Assignment:
Continue the text about small businesses and Canada's payments system from the point where it stops.

START Given text

"Given the vast majority of firms in Canada are small businesses, it is vital that any changes to the existing payments system does not hinder their growth but rather creates additional opportunities and benefits. Small-and medium-sized businesses (SMEs) need to be assured that they are not being taken advantage of and that there are enough reasons to justify a full switch to electronic payments," stated CFIB's executive vice-president Brien Gray.
CFIB recently submitted new research to the Task Force for the Payments System Review, which found that paper cheques are still the most popular form of payment for Canadian small businesses - particularly for business-to-business transactions. While credit card and debit card transactions are the most commonly accepted forms for payment at retail and hospitality firms, cheques represent the largest portion of total sales for all other types of small firms.
"While cheques are still incredibly important to small firms," said Gray, "if the transition to a new electronic payments infrastructure is done right, there is an opportunity for small businesses to quickly warm to the new options." The recent Canada Post strike caused much stress and frustration for small firms relying on cheques in the mail as their source of payments. "A fully integrated electronic payments infrastructure for business-to-business transactions would be a welcome step away from dependence on Canada Post for many entrepreneurs," Gray added.

END Given text
START Supplied records

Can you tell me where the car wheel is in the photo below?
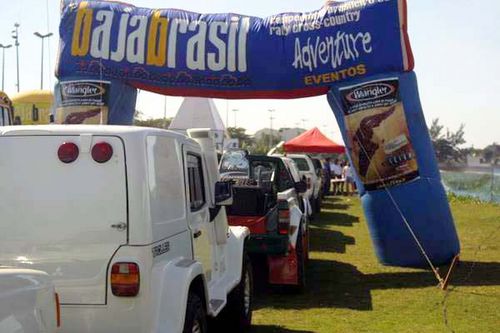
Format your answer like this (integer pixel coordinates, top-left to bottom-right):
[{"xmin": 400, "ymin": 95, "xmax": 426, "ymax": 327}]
[
  {"xmin": 182, "ymin": 292, "xmax": 208, "ymax": 333},
  {"xmin": 219, "ymin": 255, "xmax": 253, "ymax": 332},
  {"xmin": 288, "ymin": 226, "xmax": 306, "ymax": 294}
]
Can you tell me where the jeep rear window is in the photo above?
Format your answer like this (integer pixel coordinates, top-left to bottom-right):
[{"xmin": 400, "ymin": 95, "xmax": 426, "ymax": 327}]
[
  {"xmin": 292, "ymin": 157, "xmax": 309, "ymax": 171},
  {"xmin": 187, "ymin": 154, "xmax": 205, "ymax": 211}
]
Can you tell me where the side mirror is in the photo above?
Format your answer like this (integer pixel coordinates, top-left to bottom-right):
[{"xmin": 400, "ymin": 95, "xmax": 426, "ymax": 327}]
[
  {"xmin": 215, "ymin": 182, "xmax": 233, "ymax": 206},
  {"xmin": 295, "ymin": 180, "xmax": 307, "ymax": 193}
]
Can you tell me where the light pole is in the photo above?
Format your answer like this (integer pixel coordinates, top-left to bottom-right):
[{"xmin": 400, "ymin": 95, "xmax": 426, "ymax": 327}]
[
  {"xmin": 267, "ymin": 109, "xmax": 276, "ymax": 149},
  {"xmin": 301, "ymin": 118, "xmax": 307, "ymax": 130},
  {"xmin": 233, "ymin": 109, "xmax": 238, "ymax": 128},
  {"xmin": 12, "ymin": 23, "xmax": 20, "ymax": 92},
  {"xmin": 33, "ymin": 32, "xmax": 52, "ymax": 90},
  {"xmin": 0, "ymin": 44, "xmax": 12, "ymax": 91}
]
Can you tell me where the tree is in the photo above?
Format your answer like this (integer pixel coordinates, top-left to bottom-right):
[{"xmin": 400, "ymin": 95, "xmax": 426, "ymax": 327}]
[
  {"xmin": 134, "ymin": 110, "xmax": 172, "ymax": 129},
  {"xmin": 226, "ymin": 127, "xmax": 254, "ymax": 149},
  {"xmin": 429, "ymin": 118, "xmax": 467, "ymax": 164},
  {"xmin": 249, "ymin": 133, "xmax": 281, "ymax": 155}
]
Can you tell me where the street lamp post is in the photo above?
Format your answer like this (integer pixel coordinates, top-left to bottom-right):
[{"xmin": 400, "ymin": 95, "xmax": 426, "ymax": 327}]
[
  {"xmin": 267, "ymin": 109, "xmax": 276, "ymax": 149},
  {"xmin": 0, "ymin": 44, "xmax": 12, "ymax": 91},
  {"xmin": 33, "ymin": 32, "xmax": 52, "ymax": 90},
  {"xmin": 233, "ymin": 109, "xmax": 238, "ymax": 128},
  {"xmin": 12, "ymin": 23, "xmax": 20, "ymax": 92}
]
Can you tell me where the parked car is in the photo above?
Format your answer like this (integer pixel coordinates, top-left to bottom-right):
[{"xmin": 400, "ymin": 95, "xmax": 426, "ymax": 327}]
[
  {"xmin": 219, "ymin": 150, "xmax": 309, "ymax": 290},
  {"xmin": 287, "ymin": 154, "xmax": 322, "ymax": 212},
  {"xmin": 0, "ymin": 266, "xmax": 60, "ymax": 333},
  {"xmin": 0, "ymin": 125, "xmax": 252, "ymax": 333}
]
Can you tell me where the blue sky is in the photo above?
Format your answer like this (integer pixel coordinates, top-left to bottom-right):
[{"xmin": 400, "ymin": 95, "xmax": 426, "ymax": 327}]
[{"xmin": 0, "ymin": 0, "xmax": 500, "ymax": 147}]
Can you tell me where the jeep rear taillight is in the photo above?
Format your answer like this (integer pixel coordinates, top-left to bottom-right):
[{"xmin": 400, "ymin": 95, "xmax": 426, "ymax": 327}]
[
  {"xmin": 278, "ymin": 200, "xmax": 290, "ymax": 235},
  {"xmin": 57, "ymin": 142, "xmax": 80, "ymax": 163},
  {"xmin": 54, "ymin": 293, "xmax": 61, "ymax": 327},
  {"xmin": 111, "ymin": 262, "xmax": 140, "ymax": 297},
  {"xmin": 92, "ymin": 142, "xmax": 113, "ymax": 163}
]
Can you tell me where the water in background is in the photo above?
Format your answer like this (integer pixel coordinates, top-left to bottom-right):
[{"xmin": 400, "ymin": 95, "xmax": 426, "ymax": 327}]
[{"xmin": 441, "ymin": 167, "xmax": 500, "ymax": 203}]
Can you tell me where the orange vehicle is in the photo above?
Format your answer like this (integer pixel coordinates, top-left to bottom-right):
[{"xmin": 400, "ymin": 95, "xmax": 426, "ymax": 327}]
[{"xmin": 0, "ymin": 91, "xmax": 13, "ymax": 126}]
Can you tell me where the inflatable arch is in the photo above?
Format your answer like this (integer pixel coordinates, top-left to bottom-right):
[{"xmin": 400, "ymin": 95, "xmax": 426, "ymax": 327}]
[{"xmin": 56, "ymin": 0, "xmax": 459, "ymax": 267}]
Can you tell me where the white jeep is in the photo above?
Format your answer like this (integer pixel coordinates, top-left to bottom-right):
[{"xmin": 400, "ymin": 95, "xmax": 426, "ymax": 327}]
[
  {"xmin": 0, "ymin": 125, "xmax": 252, "ymax": 333},
  {"xmin": 0, "ymin": 266, "xmax": 59, "ymax": 333}
]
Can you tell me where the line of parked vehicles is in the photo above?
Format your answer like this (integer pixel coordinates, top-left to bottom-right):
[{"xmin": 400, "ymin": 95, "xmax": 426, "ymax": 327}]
[{"xmin": 0, "ymin": 125, "xmax": 321, "ymax": 333}]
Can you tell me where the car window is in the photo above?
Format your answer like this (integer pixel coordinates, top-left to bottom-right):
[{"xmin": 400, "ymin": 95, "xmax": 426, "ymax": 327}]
[
  {"xmin": 187, "ymin": 154, "xmax": 205, "ymax": 211},
  {"xmin": 0, "ymin": 106, "xmax": 4, "ymax": 126},
  {"xmin": 292, "ymin": 157, "xmax": 309, "ymax": 171},
  {"xmin": 278, "ymin": 163, "xmax": 295, "ymax": 192},
  {"xmin": 219, "ymin": 150, "xmax": 249, "ymax": 174},
  {"xmin": 283, "ymin": 158, "xmax": 300, "ymax": 183}
]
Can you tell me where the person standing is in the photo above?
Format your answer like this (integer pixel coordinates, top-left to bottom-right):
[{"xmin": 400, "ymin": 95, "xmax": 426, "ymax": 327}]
[
  {"xmin": 323, "ymin": 158, "xmax": 332, "ymax": 196},
  {"xmin": 330, "ymin": 159, "xmax": 342, "ymax": 195},
  {"xmin": 342, "ymin": 162, "xmax": 355, "ymax": 195}
]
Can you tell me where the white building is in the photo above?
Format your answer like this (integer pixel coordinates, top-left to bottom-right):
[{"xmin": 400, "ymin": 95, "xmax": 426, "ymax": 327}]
[{"xmin": 169, "ymin": 97, "xmax": 227, "ymax": 150}]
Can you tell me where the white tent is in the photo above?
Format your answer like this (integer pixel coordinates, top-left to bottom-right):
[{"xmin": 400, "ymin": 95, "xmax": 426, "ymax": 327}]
[{"xmin": 169, "ymin": 97, "xmax": 226, "ymax": 150}]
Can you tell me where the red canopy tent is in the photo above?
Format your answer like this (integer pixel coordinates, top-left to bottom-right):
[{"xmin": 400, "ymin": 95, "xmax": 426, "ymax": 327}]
[{"xmin": 283, "ymin": 127, "xmax": 345, "ymax": 154}]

END Supplied records

Task response:
To help inform policymakers to get the transition right for SMEs, CFIB surveyed small business owners on the current state of the payments system, opportunities for advancement, and obstacles in going electronic. For SMEs, it is critical to ensure that any new payment system introduced is low-cost, secure, accessible, and user-friendly," stated CFIB's vice-president of research Doug Bruce.
Findings indicate that SMEs prefer to use cheques as a type of payment since they are commonly accepted in their sector, easy to use and help with record keeping to meet compliance and business needs. The cost of accepting (setting-up, processing and reconciling) electronic payments is an issue for business owners, especially for smaller firms. For SMEs, past experiences with electronic solutions providers and credit card companies have eroded trust in the current payments system. Business owners' views have been tainted by high credit card processing fees and hidden charges. "Electronic solution providers will have to be better at serving entrepreneurs through increased transparency, reasonable costs and choices of payment type," stated Bruce.